Extract every line of the records below and reproduce each one word for word, in the order given.

____

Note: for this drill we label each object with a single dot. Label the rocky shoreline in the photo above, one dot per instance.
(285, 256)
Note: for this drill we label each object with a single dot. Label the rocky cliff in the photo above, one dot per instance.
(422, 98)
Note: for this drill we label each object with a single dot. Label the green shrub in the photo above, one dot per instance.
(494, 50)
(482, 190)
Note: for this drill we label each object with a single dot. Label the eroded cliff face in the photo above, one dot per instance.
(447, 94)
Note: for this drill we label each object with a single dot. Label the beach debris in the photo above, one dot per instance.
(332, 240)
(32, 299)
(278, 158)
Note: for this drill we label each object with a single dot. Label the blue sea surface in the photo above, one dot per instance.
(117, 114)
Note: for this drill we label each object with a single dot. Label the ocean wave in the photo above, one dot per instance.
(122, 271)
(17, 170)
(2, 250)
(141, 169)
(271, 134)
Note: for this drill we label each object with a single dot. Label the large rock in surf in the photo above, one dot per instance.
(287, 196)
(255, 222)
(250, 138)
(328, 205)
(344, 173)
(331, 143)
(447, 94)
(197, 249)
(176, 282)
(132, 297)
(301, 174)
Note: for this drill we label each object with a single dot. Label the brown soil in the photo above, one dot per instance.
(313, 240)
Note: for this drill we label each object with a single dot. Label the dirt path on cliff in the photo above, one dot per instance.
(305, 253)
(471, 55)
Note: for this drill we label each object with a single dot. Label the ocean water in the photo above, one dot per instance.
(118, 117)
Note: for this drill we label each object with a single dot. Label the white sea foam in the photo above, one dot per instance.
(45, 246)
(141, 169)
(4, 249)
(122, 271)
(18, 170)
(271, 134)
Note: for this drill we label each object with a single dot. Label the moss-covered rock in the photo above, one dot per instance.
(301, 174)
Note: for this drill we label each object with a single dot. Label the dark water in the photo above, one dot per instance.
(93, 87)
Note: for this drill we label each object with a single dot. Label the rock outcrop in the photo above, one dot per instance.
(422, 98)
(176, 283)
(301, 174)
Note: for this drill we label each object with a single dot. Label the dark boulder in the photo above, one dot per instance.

____

__Result below__.
Note: for this drill we label each object with a single dot. Label the rocky shoreline in the photo above, one dot per instance.
(285, 256)
Note: for this drill we label each object with a single dot. Label the rocky cliff in the photo above, one dot per instance.
(422, 98)
Note: for this drill we label each object with a single dot. Label the green shrub in the photo above, one dot per instance.
(494, 50)
(482, 190)
Note: for this drill we label each object with a single dot. Label the eroded cliff face in the photo above, one dot per instance.
(447, 94)
Note: for this drill we label each object with a single dot. Label the beach debris in the photo above, one dot per instance.
(332, 240)
(32, 299)
(278, 158)
Note: for this drill we label each object with a single dot. Label the blue sea surface in the photo above, one dot per instance.
(117, 114)
Note: for this drill we label each object with a single dot. Label the ocean wave in the photo above, one dot per instance.
(122, 271)
(17, 170)
(2, 250)
(141, 169)
(271, 134)
Note: for this drill we label each object with a single dot. Label the large rock in surf in the photo above, one dot per instance.
(287, 196)
(255, 222)
(250, 138)
(328, 205)
(344, 173)
(331, 143)
(447, 94)
(197, 249)
(176, 282)
(132, 297)
(301, 174)
Note: for this drill we label each object with a single dot. Label the brown soil in the photo above, one dot per instance.
(313, 240)
Note: for this drill we label each object with a single dot. Label the dirt path on cliff in the photo above, one dot per instance.
(305, 253)
(471, 55)
Note: for this drill we label each object with a single dot. Label the ocean water in the photo above, one dot per instance.
(118, 117)
Note: for this drill we label each object with a single dot. Label the white sea foam in the photo above, one dot per instance.
(45, 246)
(141, 169)
(4, 249)
(122, 271)
(18, 170)
(271, 134)
Note: for this drill we label each object with a single dot. Label the moss-covered rock in the photo above, one dot per instance.
(301, 174)
Note: for this drill we label each object with a single dot. Label the dark water in the photo above, one dot per instance.
(93, 87)
Note: for this drill we label each object with a single dot. Label the rock outcrop in the photo above, one dot per instance.
(422, 98)
(176, 283)
(301, 174)
Note: for this drill we label each object with a single dot. Label the dark boulder in the photo above, one dot per instance.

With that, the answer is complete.